> Requirements:
Please copy every line of the listing below word for word.

──────── Data section ────────

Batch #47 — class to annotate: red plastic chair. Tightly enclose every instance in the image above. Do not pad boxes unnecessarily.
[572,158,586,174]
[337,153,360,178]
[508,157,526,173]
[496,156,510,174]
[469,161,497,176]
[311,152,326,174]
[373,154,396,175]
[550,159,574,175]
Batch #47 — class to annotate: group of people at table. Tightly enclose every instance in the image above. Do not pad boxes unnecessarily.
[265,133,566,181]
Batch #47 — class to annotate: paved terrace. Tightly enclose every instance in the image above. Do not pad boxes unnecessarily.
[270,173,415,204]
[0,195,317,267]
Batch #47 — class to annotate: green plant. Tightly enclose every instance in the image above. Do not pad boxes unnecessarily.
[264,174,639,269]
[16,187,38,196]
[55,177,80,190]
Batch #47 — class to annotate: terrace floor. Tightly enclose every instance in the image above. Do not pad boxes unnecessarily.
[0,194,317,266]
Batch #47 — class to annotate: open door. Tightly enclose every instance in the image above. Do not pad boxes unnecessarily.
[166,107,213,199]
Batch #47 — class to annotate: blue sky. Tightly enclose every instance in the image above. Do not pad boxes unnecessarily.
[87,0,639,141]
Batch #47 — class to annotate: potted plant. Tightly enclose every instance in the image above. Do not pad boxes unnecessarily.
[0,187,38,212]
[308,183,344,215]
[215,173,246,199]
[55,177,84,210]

────────

> Complete answer:
Batch #47 — class to annotate: red plastic chair. Tightly enclose every instance in the image above. Do not pad boxes unnecessarily.
[572,158,586,174]
[337,153,360,178]
[508,157,526,173]
[496,156,510,174]
[469,161,497,176]
[311,152,326,174]
[373,154,396,175]
[550,159,574,175]
Batch #47 — class to annotate: group of people at table. Tightly enclose every instance in the image above. Do not pad boxes unnecessarily.
[265,133,566,181]
Batch #47 — class to annotate: paved terrace. Tightly enclose every instance in the image above. Do not pad boxes unnecessarily.
[270,173,415,204]
[0,195,317,267]
Batch #47 — class to annotate: green plant. Tightly enclose every instance in the image above. Do not pad boxes unnecessarily.
[264,174,639,269]
[16,187,38,196]
[55,177,80,190]
Batch #47 — class to annotate: terrace floor. Tightly enclose every instance in the image above. Do not pad boxes unnecessarily.
[0,194,317,266]
Batch #47 — class to annotate: open door. Tightly enclose every instance in the image above. Do not pad boxes unnecessarily.
[166,107,213,199]
Batch #47 — class to annotate: blue sky. Tightly enclose every instance in the image above. Do not pad boxes unnecessarily.
[87,0,639,141]
Batch #47 — class to annotate: potted plant. Tightly enclose every instance in the image above. Do not pad boxes unnecessarily.
[0,187,38,212]
[308,183,344,215]
[215,173,246,199]
[55,177,84,210]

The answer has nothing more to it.